Check every line of the data below for the string "blue", and copy the ones that hold it.

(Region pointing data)
:::

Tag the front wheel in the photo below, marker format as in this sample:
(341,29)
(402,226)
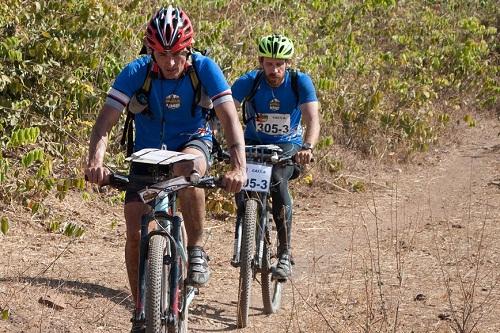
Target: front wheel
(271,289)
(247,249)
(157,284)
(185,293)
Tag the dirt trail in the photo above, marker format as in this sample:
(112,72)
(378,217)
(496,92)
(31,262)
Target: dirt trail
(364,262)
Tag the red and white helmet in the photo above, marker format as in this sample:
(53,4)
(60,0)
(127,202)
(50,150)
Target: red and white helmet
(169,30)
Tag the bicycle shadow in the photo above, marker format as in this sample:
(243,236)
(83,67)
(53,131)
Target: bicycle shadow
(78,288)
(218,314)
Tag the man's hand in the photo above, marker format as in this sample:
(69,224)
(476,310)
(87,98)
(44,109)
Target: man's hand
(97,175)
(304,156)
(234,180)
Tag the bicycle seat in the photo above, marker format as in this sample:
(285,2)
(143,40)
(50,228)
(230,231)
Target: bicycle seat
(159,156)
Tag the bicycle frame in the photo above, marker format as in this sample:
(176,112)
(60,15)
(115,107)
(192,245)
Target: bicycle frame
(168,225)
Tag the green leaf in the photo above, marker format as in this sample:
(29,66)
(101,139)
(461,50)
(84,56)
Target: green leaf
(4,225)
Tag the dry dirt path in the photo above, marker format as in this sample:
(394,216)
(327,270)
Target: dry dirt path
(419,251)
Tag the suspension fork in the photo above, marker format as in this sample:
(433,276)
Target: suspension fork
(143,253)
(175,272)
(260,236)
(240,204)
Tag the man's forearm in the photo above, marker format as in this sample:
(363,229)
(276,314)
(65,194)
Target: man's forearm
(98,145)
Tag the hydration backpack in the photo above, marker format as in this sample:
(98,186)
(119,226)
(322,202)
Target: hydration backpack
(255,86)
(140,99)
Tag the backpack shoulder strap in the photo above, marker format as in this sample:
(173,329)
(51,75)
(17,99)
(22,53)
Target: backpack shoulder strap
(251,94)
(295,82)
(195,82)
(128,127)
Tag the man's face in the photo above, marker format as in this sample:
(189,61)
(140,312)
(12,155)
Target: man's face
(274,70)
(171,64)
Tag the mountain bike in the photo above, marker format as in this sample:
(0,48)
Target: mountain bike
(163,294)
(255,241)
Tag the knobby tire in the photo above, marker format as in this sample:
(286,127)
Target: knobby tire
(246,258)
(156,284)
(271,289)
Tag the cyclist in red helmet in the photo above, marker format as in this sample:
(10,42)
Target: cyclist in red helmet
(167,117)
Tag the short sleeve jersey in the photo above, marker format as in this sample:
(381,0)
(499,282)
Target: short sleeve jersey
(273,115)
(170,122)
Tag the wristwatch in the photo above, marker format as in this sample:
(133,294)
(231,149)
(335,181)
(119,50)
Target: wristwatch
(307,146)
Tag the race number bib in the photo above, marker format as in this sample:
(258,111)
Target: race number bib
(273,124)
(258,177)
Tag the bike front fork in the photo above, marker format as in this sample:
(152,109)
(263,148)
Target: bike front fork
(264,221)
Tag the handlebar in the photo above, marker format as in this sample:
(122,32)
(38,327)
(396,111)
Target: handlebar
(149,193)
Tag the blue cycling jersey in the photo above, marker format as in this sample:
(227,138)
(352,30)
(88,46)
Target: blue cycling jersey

:::

▶ _ANSWER SPACE_:
Tag the blue cycling jersey in the photo above, marker format as in this sample:
Target: blue cycling jersey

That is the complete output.